CONSIGNE 1 ▸ D'après le texte sur la diffusion Raman et le CARS, pourquoi le processus CARS est-il beaucoup plus efficace que la diffusion Raman spontanée Stokes ? Répondez en une à trois phrases.

TEXTE À LIRE ▸
▬▬▬▬▬▬▬▬▬▬
Dans un processus de diffusion Raman, une onde pompe de pulsation ωP incidente sur une molécule est diffusée inélastiquement en une onde dite Stokes de pulsation ωS et une onde dite Anti-Stokes de pulsation ωAS. L’écart en fréquence entre les ondes générées et l’onde pompe dépend de la pulsation vibrationnelle moléculaire (de pulsation ΩR) de telle sorte que ωP - ωS = ωAS-ωP = ΩR. Dans une vision photonique du processus, les ondes Stokes et Anti-Stokes correspondent à une absorption à partir respectivement du niveau vibrationnel fondamental ou excité (Figure 1 A-B).
Le processus engendrant l’onde Anti-Stokes, partant du niveau vibrationnel excité (B), est beaucoup moins probable que le processus créant l’onde Stokes qui est le seul observé dans la pratique en Raman spontané. Une étude fine de la répartition spectrale des ondes Stokes renseigne sur les densités de liaisons chimiques présentes dans l’échantillon. Mise en oeuvre sur des tissus, la diffusion Raman spontanée peut apporter de précieuses informations dans la détection d’amas cancéreux [2].
Ce processus spontané de diffusion inélastique est très peu efficace comparé à la fluorescence et ne peut pas être mis en oeuvre à un niveau subcellulaire (les sections efficaces Raman sont de l’ordre de 10-30 cm2.s, à comparer avec la section efficace d’absorption à un photon d’un fluorophore qui atteint 10-16 cm2.s).
CARS
Il existe cependant une technique qui consiste à forcer l’excitation d’une liaison chimique spécifique par différence de fréquence. Ce processus d’optique non linéaire, dénommé CARS (coherent anti-Stokes raman scattering), est possible au point focal d’un objectif de microscope si les ondes pompe et Stokes vérifient ωP-ωS =ΩR et se recouvrent spatialement et temporellement [3]. Il se produit alors un mélange à quatre ondes qui conduit à l’émission d’une onde Anti-Stokes de pulsation ωAS = 2ωP-ωS(Figure 1C).
CARS est beaucoup plus efficace (ce gain ce situe autour de 106) que le processus de diffusion Raman spontanée Stokes (Figure 1A) car la vibration moléculaire est spécifiquement forcée par différence de fréquence. Il est d’autre part sélectif car, contrairement au cas spontané, il est possible de cibler la liaison chimique d’intérêt en ajustant la différence de fréquence ωP-ωS.
▬▬▬▬▬▬▬▬▬▬
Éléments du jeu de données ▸

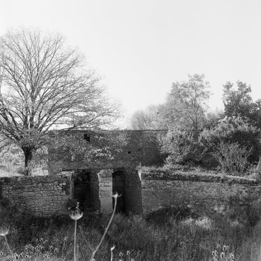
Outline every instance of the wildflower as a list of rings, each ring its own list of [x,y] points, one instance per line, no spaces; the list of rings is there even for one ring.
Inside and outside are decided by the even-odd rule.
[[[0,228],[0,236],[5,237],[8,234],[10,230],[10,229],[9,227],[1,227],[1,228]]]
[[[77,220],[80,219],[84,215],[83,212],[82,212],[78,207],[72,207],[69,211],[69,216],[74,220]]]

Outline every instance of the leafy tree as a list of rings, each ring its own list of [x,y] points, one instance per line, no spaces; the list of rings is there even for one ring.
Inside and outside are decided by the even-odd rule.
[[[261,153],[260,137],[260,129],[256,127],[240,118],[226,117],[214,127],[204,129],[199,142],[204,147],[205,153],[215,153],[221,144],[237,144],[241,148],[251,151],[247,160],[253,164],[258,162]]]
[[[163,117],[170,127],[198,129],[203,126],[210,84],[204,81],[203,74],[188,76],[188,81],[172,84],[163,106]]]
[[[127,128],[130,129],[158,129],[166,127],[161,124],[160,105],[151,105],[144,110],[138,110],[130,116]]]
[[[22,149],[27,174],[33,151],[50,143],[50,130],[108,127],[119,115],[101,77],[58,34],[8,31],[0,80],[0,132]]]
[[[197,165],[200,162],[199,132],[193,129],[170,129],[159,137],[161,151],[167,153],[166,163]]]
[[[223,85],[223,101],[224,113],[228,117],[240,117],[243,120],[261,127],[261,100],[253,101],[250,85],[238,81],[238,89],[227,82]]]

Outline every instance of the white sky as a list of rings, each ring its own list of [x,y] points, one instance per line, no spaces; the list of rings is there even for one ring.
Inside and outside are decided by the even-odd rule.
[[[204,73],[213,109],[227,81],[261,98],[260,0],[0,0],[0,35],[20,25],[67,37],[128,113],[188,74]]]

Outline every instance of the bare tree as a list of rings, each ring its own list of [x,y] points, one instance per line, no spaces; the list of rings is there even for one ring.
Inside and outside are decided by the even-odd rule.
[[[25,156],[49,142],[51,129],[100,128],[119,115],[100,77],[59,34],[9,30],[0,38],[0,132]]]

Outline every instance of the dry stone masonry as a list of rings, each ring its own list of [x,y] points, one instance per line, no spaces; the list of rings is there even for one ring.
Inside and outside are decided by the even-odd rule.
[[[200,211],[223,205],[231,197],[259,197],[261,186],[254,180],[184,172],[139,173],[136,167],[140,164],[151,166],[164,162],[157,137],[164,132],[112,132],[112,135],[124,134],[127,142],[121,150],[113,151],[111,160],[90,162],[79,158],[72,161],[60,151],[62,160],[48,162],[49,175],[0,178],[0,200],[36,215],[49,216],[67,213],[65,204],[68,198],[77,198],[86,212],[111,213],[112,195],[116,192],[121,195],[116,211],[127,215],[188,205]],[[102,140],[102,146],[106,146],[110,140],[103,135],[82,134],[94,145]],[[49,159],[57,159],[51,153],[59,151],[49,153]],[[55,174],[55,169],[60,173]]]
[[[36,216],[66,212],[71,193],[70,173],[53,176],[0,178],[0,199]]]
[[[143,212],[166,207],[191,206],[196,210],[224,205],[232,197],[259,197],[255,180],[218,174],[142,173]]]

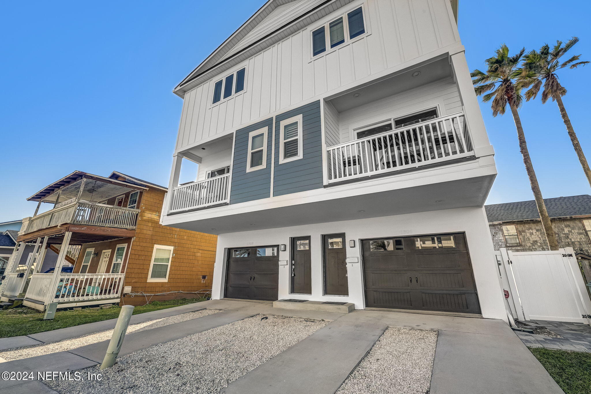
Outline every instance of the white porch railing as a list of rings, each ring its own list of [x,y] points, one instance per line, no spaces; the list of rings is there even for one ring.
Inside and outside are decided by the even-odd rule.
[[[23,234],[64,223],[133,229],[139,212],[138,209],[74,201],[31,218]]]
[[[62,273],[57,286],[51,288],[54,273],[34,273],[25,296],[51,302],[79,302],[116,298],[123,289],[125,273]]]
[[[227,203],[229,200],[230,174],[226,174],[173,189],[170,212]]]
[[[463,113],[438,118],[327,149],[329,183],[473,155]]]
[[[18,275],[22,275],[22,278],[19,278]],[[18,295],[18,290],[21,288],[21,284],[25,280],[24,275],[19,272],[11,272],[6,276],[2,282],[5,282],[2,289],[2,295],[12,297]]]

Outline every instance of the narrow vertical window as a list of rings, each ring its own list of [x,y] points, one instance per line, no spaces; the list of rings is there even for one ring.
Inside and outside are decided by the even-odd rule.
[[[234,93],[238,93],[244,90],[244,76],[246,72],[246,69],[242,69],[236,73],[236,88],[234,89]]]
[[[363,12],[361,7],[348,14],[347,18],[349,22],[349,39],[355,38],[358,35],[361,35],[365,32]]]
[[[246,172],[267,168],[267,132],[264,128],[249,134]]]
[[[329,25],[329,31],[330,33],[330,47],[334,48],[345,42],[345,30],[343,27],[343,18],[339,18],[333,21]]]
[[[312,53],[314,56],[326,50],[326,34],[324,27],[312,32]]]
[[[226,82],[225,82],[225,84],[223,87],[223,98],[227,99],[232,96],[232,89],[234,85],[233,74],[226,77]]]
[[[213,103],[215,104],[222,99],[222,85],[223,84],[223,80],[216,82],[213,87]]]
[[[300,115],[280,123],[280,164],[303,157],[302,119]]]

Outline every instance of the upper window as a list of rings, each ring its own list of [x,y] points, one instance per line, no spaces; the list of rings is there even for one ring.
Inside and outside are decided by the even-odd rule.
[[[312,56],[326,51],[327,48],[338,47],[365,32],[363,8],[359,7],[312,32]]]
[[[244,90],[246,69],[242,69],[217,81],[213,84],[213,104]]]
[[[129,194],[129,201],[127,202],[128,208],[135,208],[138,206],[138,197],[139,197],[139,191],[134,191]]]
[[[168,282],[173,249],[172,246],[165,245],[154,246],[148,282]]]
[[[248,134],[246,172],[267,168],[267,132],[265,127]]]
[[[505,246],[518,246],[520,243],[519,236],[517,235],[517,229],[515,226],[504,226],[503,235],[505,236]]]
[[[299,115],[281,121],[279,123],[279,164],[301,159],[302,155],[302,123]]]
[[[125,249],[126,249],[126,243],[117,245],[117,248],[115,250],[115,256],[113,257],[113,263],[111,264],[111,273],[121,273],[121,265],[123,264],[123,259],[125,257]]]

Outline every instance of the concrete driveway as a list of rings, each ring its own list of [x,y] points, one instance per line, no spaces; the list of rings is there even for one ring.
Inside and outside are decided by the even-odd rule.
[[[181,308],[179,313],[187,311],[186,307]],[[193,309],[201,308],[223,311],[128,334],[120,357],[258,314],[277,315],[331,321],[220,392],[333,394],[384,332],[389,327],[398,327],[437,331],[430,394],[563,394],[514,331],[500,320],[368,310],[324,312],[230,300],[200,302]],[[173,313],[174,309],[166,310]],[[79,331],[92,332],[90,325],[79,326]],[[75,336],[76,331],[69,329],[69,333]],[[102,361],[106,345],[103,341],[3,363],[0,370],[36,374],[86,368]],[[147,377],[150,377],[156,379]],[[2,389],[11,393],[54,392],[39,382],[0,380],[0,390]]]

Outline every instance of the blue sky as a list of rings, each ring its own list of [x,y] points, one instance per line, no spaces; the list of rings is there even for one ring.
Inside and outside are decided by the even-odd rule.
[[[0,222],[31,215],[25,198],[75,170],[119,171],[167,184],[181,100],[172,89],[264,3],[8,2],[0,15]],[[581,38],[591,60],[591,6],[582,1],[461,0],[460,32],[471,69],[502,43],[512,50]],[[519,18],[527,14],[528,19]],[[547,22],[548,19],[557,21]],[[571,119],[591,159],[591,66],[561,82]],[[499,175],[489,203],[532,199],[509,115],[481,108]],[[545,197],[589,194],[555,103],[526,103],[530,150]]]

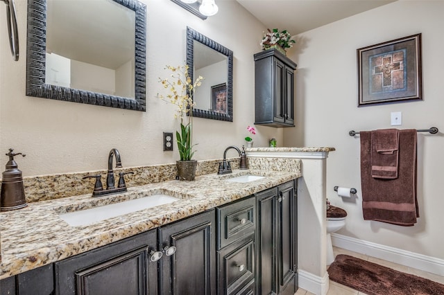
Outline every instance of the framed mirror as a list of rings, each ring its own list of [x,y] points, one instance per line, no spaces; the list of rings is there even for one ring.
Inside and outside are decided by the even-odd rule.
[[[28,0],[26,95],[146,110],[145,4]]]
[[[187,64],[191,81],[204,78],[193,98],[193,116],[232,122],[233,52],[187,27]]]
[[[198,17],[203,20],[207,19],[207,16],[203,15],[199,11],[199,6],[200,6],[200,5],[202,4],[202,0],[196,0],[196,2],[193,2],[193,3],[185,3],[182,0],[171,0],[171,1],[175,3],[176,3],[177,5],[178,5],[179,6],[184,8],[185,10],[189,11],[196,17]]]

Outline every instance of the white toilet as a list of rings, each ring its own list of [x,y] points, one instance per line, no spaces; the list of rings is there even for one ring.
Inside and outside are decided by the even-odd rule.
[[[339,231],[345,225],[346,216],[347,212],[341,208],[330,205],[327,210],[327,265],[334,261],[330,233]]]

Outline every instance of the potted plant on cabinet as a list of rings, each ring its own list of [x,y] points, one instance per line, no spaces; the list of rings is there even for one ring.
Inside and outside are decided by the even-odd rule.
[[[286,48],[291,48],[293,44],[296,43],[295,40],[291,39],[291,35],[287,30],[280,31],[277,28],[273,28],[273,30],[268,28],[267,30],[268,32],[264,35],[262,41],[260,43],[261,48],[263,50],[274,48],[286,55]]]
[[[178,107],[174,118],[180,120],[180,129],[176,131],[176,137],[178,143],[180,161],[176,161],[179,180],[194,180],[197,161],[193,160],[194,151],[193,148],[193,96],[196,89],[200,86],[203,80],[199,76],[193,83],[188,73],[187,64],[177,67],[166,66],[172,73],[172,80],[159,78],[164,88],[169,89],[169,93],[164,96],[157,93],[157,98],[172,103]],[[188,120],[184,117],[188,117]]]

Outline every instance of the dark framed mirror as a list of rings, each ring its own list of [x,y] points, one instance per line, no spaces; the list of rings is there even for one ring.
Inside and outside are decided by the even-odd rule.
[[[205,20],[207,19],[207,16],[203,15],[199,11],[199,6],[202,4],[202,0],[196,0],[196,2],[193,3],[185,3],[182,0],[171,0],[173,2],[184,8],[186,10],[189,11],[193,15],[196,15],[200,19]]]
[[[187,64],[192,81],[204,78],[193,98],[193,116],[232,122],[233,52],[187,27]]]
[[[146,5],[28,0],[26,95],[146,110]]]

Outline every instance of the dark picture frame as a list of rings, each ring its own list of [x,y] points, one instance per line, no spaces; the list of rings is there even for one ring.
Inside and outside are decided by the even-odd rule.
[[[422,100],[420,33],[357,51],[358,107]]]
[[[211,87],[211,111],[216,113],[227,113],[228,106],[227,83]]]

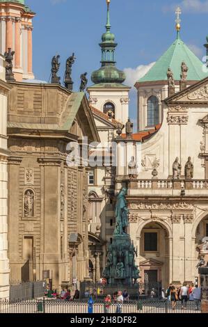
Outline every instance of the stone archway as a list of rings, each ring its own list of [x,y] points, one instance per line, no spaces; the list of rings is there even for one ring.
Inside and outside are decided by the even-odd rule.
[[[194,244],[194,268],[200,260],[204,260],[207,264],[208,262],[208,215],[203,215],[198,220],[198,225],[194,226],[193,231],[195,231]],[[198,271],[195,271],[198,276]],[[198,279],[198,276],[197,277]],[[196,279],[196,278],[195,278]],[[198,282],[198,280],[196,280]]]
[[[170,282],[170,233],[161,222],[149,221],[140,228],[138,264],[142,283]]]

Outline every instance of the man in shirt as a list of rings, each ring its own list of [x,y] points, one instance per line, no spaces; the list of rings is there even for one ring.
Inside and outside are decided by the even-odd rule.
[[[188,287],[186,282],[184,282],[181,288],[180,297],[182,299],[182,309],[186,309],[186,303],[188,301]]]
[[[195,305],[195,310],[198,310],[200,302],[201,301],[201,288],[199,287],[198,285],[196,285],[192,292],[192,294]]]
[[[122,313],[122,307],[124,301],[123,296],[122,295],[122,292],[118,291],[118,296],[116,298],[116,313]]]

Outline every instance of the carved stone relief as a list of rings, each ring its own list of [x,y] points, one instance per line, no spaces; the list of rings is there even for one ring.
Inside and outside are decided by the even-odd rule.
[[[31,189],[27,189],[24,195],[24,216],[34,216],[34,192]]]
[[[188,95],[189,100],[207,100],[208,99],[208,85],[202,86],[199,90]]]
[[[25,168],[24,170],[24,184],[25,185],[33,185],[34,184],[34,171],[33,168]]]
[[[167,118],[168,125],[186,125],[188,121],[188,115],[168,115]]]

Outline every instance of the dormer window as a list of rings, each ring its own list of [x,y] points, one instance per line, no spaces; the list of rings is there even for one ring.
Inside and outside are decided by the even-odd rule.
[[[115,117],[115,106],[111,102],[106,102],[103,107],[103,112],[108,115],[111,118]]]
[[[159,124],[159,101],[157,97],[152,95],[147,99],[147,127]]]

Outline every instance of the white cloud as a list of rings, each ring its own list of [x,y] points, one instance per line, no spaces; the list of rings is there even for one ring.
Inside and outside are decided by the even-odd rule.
▬▬▬▬▬▬▬▬▬▬
CONSIGNE 2 ▸ Modifiez le listing en commençant à la ligne qui contient « Outline every instance of the carved » et en terminant à celle qui contient « [[[159,124],[159,101],[157,97],[152,95],[147,99],[147,127]]] » : remplacez « dormer window » par « roof window » sans rien changer d'autre, puis redonnez uniquement ces lignes.

RÉPONSE COMPLÈTE 1 ▸ Le CARS est beaucoup plus efficace parce que la vibration moléculaire y est spécifiquement forcée par différence de fréquence entre l'onde pompe et l'onde Stokes.

RÉPONSE COMPLÈTE 2 ▸
Outline every instance of the carved stone relief as a list of rings, each ring its own list of [x,y] points, one instance per line, no spaces; the list of rings is there even for one ring.
Inside and outside are decided by the even-odd rule.
[[[31,189],[27,189],[24,195],[24,216],[34,216],[34,192]]]
[[[188,95],[189,100],[207,100],[208,99],[208,85],[202,86],[199,90]]]
[[[25,168],[24,170],[24,184],[25,185],[33,185],[34,184],[34,171],[33,168]]]
[[[167,118],[168,125],[186,125],[188,121],[188,115],[168,115]]]

Outline every instance of the roof window as a list of rings, each ring its own list of [x,y] points, one instance per line, no spaces; the list of rings is there even for one ring.
Inside and outside are decided by the even-odd rule.
[[[115,117],[115,106],[111,102],[106,102],[103,107],[103,112],[108,115],[111,118]]]
[[[159,124],[159,101],[157,97],[152,95],[147,99],[147,127]]]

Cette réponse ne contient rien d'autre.